> _What is asked_: Retype precisely the section of the data that starts at the line containing "target: crowd of people" and runs to its final line, ends included.

> _Available data_:
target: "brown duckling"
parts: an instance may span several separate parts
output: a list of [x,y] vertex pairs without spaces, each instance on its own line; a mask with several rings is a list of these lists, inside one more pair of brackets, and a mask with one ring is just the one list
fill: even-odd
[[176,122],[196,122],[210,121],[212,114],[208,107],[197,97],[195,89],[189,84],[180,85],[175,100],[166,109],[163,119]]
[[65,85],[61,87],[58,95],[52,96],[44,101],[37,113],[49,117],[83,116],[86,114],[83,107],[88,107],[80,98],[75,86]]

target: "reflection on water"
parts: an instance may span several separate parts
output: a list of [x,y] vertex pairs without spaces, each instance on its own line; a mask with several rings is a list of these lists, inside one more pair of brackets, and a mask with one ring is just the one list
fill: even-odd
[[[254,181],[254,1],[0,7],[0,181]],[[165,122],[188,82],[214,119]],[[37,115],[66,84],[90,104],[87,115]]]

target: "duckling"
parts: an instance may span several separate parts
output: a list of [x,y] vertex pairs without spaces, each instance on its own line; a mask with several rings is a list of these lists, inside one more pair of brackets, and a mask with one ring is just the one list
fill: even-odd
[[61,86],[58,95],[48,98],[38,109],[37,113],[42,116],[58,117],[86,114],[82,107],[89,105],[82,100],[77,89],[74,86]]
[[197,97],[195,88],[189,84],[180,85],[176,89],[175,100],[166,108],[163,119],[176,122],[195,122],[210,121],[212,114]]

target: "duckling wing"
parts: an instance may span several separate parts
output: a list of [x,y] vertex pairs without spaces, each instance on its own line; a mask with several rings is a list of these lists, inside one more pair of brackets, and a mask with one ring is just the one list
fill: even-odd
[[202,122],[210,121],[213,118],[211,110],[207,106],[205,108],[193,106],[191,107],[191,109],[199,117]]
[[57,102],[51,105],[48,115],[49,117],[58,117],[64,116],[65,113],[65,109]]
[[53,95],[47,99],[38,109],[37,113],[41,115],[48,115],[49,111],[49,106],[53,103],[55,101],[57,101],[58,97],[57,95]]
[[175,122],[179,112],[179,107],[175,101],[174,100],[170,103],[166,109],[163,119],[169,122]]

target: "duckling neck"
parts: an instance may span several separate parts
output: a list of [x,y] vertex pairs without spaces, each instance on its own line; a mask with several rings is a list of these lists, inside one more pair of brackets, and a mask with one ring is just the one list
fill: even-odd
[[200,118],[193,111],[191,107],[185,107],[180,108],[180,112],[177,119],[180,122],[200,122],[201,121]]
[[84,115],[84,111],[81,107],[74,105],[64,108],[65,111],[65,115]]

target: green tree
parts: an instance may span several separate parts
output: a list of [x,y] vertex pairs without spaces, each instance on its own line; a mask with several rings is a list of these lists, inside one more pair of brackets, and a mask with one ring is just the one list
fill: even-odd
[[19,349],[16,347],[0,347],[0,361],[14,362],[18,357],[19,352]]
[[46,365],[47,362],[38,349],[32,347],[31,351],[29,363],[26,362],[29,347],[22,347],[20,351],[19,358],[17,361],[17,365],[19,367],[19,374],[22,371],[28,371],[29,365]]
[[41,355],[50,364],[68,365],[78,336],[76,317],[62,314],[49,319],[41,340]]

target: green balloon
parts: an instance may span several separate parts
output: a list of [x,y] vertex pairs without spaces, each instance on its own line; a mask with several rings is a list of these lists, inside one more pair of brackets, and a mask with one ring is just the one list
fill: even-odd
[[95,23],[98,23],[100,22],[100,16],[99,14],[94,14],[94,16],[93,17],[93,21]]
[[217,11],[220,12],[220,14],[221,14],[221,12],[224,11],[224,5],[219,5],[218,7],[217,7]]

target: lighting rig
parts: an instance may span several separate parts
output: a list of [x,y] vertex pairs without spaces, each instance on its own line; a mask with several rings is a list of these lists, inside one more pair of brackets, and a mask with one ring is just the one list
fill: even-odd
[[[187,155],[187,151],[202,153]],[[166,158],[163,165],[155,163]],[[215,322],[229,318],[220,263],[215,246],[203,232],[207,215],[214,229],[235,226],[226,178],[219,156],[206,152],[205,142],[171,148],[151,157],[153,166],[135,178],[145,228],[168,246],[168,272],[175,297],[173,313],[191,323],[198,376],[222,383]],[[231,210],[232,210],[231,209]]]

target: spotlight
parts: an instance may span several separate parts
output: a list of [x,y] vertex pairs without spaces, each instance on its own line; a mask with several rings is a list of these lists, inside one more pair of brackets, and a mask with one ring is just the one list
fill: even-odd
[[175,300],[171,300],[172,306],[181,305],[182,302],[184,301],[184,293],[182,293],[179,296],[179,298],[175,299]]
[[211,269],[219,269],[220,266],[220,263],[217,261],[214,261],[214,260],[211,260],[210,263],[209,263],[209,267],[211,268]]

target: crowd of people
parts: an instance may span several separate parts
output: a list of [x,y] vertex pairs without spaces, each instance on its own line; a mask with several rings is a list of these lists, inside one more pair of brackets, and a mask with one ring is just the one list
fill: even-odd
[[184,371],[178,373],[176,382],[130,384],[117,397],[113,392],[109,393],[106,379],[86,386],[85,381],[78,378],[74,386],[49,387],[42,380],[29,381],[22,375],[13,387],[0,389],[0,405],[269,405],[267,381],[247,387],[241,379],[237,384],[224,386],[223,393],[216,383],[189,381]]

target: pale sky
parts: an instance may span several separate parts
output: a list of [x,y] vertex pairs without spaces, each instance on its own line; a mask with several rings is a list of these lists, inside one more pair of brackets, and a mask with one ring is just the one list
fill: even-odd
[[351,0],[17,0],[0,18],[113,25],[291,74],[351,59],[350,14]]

> _Solved exercise_:
target: crowd of people
parts: an instance may span several separate parts
output: a list of [x,y] vertex pairs without spaces, each instance on its own line; a mask with several rings is a list of these lists, inside one more pair of brackets, and a mask with one ring is just the one list
fill: even-odd
[[184,371],[178,373],[176,382],[130,384],[117,397],[113,392],[109,393],[106,379],[86,386],[85,381],[78,378],[74,386],[49,387],[42,380],[29,381],[22,375],[13,387],[0,389],[0,405],[269,405],[267,381],[247,387],[241,379],[237,384],[224,386],[223,393],[216,383],[189,381]]

target: pale sky
parts: an instance may span several separate parts
output: a list of [x,y] vertex pairs without spaces, each instance on its own line; a mask with several rings is a list of these lists, inside one more pair of brackets, and a mask with one ring is just the one list
fill: even-odd
[[351,0],[17,0],[0,18],[113,25],[291,74],[351,59],[350,14]]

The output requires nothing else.